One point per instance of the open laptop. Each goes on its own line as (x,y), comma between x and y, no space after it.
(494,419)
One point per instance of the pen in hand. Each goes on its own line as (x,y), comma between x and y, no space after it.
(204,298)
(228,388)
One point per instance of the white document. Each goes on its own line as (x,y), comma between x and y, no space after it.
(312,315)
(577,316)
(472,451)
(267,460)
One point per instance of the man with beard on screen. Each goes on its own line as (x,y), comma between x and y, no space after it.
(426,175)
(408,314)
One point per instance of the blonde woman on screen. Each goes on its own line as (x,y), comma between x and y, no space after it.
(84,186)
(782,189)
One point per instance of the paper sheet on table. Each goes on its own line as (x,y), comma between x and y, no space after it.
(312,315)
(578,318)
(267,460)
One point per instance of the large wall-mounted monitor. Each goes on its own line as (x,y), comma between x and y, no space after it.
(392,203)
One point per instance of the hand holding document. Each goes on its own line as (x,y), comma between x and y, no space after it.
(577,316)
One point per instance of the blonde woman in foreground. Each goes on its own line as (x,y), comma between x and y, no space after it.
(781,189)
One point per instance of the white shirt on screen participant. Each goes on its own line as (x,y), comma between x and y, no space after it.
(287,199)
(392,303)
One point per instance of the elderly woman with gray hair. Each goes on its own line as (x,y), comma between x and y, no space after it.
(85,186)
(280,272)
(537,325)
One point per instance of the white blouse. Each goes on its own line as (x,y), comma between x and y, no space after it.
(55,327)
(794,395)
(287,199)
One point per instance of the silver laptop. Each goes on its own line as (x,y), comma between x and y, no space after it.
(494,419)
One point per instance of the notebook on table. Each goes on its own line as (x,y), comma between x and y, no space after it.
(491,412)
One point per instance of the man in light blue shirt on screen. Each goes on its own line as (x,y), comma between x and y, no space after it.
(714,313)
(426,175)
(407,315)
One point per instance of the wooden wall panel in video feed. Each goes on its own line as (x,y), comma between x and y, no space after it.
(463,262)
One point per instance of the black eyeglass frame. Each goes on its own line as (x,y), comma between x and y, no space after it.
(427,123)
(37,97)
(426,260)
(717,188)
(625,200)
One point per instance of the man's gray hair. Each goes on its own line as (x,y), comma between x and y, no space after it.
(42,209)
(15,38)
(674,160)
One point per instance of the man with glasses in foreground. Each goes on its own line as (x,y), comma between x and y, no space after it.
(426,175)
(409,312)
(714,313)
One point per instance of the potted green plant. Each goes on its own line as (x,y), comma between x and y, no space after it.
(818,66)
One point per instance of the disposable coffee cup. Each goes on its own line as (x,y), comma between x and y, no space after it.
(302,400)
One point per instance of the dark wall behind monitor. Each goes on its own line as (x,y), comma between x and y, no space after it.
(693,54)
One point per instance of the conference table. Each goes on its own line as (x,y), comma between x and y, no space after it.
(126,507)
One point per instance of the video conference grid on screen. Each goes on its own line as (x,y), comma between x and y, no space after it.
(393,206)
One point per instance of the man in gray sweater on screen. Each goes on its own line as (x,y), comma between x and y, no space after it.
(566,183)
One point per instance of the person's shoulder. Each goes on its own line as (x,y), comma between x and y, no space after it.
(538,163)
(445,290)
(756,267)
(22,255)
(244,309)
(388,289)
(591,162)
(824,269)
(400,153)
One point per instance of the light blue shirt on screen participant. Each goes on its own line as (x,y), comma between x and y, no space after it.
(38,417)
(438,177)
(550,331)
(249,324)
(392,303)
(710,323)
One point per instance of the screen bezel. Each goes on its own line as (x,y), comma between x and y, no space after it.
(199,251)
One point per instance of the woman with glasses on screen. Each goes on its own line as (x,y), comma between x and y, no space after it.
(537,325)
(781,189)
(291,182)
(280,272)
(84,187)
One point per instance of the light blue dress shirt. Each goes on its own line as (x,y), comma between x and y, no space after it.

___

**What you need to do**:
Using the listing above, please repeat every entry exactly.

**The result**:
One point per instance of the open laptop. Each goes on its own line as (x,y), comma between x and y, no space after it.
(494,419)
One point per instance of the pen in hand. Each goes on its own line as (x,y), comma between x and y, no space after it.
(204,298)
(228,388)
One point per instance of the white document. Each goes on its own line as (x,y), comma between x and y, no space after it.
(312,315)
(577,316)
(472,451)
(267,460)
One point per instance of the man with beard on screen. Each goes on its own line as (x,y), comma between x and y, no space after it.
(426,175)
(408,314)
One point per instance of the blonde woman on screen. Each goes on its own line as (x,y), comma between x and y, no space after it.
(84,186)
(782,189)
One point per instance of the paper sheet on table. Each goes on its own line as (x,y), comma between x and y, no space after it.
(312,315)
(578,318)
(267,460)
One point per instance of the large wall-mounted monitor. Each goes on its own line as (x,y), comma between x and y, no space after it.
(392,203)
One point per instance of the hand holding document. Each goes on its own line as (x,y), comma between x and y, no space after it.
(577,316)
One point per instance of the blonde woman in foreground. Each goes on its own line as (x,y), comma between x and y, no space after it.
(781,189)
One point per instance of the white shirt on screen participant. Each goes on its own line as (x,y), comma between x and y, no space after it.
(287,199)
(392,303)
One point per instance of the elderly woman with gray hair. Each goes on its own line as (x,y), comma between x and y, no space after it.
(85,186)
(280,272)
(537,325)
One point per instance of the white blouse. Each goes on its own line as (x,y), comma between x and y, no space after it.
(55,327)
(794,395)
(287,199)
One point per instance of the silver laptop. Each goes on its own line as (x,y), comma between x and y, no space after it.
(494,419)
One point per instance of the notebook on table. Each goes on its own line as (x,y), comma between x and y, no space after it.
(491,412)
One point per instance of the man in light blue shirt on screen. Each goes on its own line as (x,y), comma between x and y, no space after it.
(714,313)
(426,175)
(407,315)
One point per instance of the wooden wall panel in video feed. Each goes on its own line as (x,y), comma between x and y, no space after it.
(463,262)
One point per instance of the black eyeglass frame. Each goes on its own line as (x,y), comma between x and y, no space after it.
(427,123)
(37,97)
(426,260)
(717,188)
(625,200)
One point per instance of the man's gray hair. Each goes on its own line as (x,y), comma between x and y, no space after it.
(42,209)
(15,38)
(674,160)
One point per instance of the man with glasses in foreground. Each goes on its own line as (x,y), comma between x and y, no space after it.
(426,175)
(409,312)
(714,313)
One point per instance of the potted green plant. Each goes on its own line as (x,y), comma between x and y, no space after it.
(818,66)
One point per instance of the disposable coffee cup. Each goes on its own line as (x,y), comma between x and y, no space after it.
(302,400)
One point per instance of the dark wall behind monitor. Each goes on its own line as (x,y), comma between x and y, no space after it.
(693,54)
One point per instance of the conference table. Each goes on its own line as (x,y), comma between x and y, no space after it.
(126,507)
One point per instance of the video conference grid on screen. Each goes on its own line as (x,y), comma between x and y, no space after it.
(393,206)
One point per instance of the man in gray sweater on screen. Each goes on its own line as (x,y), comma between x and y, no space after it.
(566,183)
One point per instance of the person's shoulder. Each goes on its own line as (x,y), comma between x and y, no space after it.
(538,163)
(445,290)
(756,267)
(22,255)
(244,309)
(388,289)
(591,162)
(824,269)
(400,153)
One point per instance of the light blue shirt on screen participant. Each goes on its own line as (x,y), comma between x and y, no space after it.
(38,417)
(438,177)
(550,331)
(249,324)
(392,303)
(710,323)
One point per instance of the screen bezel. Each goes on its own line as (x,y), comma between x and y, no space after it.
(199,251)
One point per instance of the woman with glasses on screen. Each goes on its own line as (x,y), comma between x and y, no space after it.
(537,325)
(781,189)
(291,182)
(280,272)
(84,187)
One point per instance of the light blue dress shirt. Each goes on its own line as (x,y), comma between x and y, no space after it.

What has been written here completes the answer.